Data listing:
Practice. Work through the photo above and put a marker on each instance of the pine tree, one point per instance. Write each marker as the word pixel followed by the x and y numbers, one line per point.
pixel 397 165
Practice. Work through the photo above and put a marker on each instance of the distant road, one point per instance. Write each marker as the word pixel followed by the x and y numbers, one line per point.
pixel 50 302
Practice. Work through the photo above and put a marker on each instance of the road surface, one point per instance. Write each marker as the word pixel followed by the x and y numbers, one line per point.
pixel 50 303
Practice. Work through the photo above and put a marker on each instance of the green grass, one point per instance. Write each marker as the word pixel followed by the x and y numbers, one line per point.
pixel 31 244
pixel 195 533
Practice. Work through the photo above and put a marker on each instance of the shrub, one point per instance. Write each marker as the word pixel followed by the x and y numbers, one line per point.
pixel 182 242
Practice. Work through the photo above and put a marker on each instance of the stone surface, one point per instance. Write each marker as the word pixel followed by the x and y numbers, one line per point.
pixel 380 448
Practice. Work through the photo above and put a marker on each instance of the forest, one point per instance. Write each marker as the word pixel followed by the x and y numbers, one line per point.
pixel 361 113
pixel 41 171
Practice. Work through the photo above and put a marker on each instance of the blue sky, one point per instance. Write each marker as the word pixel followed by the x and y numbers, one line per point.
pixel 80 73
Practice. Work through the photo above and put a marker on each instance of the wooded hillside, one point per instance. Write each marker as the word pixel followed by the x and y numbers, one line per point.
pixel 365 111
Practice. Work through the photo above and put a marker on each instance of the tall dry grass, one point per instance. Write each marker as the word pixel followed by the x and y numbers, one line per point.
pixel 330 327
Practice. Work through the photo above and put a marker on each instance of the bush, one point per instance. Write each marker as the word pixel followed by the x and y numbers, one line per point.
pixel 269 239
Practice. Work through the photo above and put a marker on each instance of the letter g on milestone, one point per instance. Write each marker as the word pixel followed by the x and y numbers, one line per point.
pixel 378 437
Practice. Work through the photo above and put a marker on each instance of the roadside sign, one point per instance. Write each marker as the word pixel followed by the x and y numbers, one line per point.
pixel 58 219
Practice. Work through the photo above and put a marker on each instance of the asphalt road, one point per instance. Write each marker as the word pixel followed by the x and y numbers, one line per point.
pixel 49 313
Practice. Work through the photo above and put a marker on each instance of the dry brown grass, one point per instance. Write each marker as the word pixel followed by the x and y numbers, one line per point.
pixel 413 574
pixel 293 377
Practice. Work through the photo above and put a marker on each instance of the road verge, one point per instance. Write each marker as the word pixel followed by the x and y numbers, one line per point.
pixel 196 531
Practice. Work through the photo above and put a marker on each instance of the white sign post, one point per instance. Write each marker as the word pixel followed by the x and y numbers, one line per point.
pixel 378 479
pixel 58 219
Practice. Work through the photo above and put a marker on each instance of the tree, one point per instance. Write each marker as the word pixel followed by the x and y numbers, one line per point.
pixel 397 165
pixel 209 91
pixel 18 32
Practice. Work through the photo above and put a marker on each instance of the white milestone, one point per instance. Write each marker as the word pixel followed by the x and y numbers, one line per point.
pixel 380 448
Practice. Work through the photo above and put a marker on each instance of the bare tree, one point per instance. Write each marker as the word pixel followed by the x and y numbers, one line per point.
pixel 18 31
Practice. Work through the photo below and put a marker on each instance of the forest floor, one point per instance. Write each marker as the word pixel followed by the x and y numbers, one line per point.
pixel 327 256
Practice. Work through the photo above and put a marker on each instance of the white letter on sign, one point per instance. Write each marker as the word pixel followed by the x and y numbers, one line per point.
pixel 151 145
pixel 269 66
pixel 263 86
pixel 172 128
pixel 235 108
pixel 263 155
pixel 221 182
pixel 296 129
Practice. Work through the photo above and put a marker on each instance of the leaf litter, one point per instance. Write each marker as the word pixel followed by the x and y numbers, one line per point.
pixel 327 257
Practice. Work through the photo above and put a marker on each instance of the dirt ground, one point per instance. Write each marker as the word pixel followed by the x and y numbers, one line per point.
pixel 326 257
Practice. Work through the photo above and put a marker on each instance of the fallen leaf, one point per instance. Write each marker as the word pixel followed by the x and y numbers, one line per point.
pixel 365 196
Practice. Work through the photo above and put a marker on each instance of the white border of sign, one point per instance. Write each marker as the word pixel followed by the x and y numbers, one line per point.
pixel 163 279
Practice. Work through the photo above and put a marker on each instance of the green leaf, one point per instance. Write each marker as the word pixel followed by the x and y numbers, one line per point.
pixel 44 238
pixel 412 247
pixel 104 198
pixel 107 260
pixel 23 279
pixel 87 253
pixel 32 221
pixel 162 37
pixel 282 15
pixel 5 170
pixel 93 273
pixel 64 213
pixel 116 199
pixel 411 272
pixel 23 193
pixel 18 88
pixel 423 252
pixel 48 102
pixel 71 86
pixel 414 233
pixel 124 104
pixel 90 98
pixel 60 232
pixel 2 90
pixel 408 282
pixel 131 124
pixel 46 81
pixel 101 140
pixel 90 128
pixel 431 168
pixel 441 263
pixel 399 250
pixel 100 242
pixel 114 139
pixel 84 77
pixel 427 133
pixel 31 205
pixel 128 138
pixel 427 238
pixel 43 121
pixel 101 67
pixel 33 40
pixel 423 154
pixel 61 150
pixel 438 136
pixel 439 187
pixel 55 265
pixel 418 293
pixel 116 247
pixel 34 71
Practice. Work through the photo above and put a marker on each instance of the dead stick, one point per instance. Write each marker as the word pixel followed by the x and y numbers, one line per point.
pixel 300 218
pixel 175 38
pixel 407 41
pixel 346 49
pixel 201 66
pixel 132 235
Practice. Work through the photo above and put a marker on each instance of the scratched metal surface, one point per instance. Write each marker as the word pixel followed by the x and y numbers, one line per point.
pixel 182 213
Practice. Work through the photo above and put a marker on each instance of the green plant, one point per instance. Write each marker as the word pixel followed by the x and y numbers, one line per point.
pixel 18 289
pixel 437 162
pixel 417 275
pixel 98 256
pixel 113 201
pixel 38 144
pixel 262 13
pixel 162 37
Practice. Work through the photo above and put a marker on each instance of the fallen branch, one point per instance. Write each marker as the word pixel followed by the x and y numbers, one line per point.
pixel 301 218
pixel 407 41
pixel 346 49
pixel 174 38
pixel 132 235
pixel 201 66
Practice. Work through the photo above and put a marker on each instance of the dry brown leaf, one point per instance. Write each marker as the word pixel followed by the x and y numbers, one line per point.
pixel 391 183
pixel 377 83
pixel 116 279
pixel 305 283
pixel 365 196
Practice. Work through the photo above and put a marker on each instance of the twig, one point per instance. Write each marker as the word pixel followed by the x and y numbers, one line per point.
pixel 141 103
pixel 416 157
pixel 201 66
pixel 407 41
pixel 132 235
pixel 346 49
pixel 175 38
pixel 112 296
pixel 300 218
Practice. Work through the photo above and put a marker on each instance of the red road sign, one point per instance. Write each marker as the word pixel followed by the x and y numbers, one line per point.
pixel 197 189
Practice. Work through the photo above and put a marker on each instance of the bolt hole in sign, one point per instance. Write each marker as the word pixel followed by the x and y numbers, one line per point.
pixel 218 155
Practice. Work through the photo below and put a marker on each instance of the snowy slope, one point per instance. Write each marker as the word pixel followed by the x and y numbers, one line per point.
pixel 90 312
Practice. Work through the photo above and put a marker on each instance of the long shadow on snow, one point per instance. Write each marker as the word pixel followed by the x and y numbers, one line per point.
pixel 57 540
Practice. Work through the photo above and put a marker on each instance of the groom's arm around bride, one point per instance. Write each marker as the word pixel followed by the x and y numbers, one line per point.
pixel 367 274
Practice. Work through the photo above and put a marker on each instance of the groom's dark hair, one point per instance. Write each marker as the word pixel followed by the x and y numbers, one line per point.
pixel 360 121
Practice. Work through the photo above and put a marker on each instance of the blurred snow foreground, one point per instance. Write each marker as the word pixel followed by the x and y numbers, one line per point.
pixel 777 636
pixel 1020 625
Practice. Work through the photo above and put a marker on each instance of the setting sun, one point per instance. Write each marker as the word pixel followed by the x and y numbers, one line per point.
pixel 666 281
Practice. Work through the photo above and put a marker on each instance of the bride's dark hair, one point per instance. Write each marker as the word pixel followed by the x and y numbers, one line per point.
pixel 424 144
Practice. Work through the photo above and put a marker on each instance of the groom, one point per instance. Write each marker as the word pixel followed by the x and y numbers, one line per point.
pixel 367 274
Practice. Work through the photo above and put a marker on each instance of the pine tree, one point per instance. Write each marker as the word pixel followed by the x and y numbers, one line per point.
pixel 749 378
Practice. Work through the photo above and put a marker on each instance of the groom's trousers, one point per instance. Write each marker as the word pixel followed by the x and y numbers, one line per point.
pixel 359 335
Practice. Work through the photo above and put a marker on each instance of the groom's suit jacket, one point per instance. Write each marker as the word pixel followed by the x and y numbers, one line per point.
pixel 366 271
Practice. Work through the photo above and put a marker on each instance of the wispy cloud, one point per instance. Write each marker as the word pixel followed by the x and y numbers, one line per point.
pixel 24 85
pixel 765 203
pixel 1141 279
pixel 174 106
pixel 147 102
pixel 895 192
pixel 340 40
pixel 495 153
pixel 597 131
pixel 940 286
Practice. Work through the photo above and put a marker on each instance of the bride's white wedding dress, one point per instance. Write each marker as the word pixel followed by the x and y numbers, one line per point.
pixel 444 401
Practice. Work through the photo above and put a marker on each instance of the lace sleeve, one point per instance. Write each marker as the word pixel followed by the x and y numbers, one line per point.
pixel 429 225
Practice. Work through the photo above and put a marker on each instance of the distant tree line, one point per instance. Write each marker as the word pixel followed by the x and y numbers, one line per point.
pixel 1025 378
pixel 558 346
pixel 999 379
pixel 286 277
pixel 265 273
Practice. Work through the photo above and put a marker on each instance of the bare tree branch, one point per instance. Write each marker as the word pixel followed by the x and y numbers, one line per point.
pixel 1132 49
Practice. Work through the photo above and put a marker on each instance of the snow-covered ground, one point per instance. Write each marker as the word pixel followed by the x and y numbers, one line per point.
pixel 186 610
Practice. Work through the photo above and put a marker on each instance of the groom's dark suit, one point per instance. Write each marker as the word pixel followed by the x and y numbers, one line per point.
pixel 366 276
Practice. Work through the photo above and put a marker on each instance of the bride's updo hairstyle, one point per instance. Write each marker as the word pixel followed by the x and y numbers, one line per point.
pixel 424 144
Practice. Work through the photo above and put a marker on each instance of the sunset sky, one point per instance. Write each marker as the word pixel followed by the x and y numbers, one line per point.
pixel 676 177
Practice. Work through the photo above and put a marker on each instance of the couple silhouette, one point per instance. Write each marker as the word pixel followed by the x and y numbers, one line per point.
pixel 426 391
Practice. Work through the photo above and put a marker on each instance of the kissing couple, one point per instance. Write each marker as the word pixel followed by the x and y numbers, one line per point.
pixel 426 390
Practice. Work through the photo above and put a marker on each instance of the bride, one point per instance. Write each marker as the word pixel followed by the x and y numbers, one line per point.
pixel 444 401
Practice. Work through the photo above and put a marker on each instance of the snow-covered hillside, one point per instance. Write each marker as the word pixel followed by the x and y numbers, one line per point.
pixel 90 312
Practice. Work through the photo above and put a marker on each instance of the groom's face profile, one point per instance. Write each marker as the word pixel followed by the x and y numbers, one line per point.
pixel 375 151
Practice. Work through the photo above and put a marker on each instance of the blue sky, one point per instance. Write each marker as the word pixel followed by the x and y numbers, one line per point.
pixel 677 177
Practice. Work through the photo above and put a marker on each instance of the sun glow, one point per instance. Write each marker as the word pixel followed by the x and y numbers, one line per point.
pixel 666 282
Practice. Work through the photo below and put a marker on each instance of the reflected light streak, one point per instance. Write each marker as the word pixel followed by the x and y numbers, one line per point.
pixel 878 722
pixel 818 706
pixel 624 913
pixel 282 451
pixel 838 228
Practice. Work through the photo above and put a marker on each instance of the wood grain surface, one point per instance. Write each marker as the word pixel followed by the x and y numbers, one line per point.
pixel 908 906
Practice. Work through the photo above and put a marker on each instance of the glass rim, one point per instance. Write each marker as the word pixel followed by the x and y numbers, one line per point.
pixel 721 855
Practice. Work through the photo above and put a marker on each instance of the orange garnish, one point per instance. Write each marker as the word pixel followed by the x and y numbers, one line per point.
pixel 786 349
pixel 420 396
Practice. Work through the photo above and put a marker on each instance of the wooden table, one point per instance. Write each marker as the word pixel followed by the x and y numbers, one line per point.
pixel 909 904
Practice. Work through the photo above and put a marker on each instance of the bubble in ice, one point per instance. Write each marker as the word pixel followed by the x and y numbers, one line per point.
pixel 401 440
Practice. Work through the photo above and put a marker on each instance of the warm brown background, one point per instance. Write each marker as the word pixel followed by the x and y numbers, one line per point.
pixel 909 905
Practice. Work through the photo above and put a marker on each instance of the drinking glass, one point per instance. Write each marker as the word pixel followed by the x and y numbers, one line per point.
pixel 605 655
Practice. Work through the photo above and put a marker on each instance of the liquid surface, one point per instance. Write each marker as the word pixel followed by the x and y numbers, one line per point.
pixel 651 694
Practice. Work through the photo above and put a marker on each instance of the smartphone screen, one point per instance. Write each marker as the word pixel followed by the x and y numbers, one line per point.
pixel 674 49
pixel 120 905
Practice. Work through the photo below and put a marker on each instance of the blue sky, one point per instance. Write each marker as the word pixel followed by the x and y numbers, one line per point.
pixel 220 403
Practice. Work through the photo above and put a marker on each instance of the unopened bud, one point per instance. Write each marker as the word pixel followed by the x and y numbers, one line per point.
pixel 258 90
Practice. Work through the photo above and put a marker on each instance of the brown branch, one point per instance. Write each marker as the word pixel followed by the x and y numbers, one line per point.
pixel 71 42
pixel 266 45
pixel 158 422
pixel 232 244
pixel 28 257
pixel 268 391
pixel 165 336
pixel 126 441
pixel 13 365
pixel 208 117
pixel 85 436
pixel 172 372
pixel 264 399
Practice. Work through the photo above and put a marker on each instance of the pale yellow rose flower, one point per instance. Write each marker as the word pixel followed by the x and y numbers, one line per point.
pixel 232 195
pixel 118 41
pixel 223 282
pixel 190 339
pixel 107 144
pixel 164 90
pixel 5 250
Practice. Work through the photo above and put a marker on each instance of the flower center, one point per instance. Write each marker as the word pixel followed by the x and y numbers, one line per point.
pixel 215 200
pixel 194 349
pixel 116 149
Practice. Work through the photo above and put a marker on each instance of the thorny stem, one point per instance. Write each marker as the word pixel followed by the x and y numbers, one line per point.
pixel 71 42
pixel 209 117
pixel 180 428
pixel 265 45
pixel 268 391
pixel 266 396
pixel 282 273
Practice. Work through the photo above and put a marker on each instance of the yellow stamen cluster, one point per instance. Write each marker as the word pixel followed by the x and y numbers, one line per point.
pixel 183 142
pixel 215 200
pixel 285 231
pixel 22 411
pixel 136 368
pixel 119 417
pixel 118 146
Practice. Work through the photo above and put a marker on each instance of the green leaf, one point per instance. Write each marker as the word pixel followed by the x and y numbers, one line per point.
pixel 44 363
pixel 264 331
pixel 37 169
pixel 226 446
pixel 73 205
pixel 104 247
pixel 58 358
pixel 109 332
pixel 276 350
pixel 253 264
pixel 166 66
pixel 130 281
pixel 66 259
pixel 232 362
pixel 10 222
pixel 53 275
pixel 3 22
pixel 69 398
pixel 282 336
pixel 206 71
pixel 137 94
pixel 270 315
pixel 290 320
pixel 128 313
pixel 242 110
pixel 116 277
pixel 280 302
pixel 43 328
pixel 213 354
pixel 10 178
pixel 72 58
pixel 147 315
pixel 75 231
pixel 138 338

GIVEN INSTRUCTION → Return exactly, and only, the line containing "of the thorny" and every line after it through the end of the material.

CORRECT RESPONSE →
Practice. Work through the photo above and put a marker on each instance of the thorny stem, one point per instance. Write each marker as the word pixel followed by the x and y numbers, one line per point.
pixel 71 42
pixel 209 117
pixel 180 428
pixel 265 45
pixel 268 391
pixel 266 396
pixel 282 273
Practice. Work through the photo above and put a marker on each instance of the yellow stamen cluster, one point per instance. Write each marker as the word pixel followed by the x and y numbers, one line per point.
pixel 183 142
pixel 215 200
pixel 285 231
pixel 22 411
pixel 136 368
pixel 119 417
pixel 118 146
Practice. Work through the photo above and put a marker on each instance of the green leaf, one point per instance. Write each marker as the word pixel followed by the x and y numbers, one line per point.
pixel 44 363
pixel 264 331
pixel 37 169
pixel 226 446
pixel 73 205
pixel 104 247
pixel 58 358
pixel 109 332
pixel 276 350
pixel 253 264
pixel 166 66
pixel 130 281
pixel 66 259
pixel 232 362
pixel 10 222
pixel 53 275
pixel 3 22
pixel 69 398
pixel 282 336
pixel 206 71
pixel 137 94
pixel 270 315
pixel 290 320
pixel 128 313
pixel 242 110
pixel 116 277
pixel 280 302
pixel 43 328
pixel 213 354
pixel 10 178
pixel 72 58
pixel 147 315
pixel 75 231
pixel 138 338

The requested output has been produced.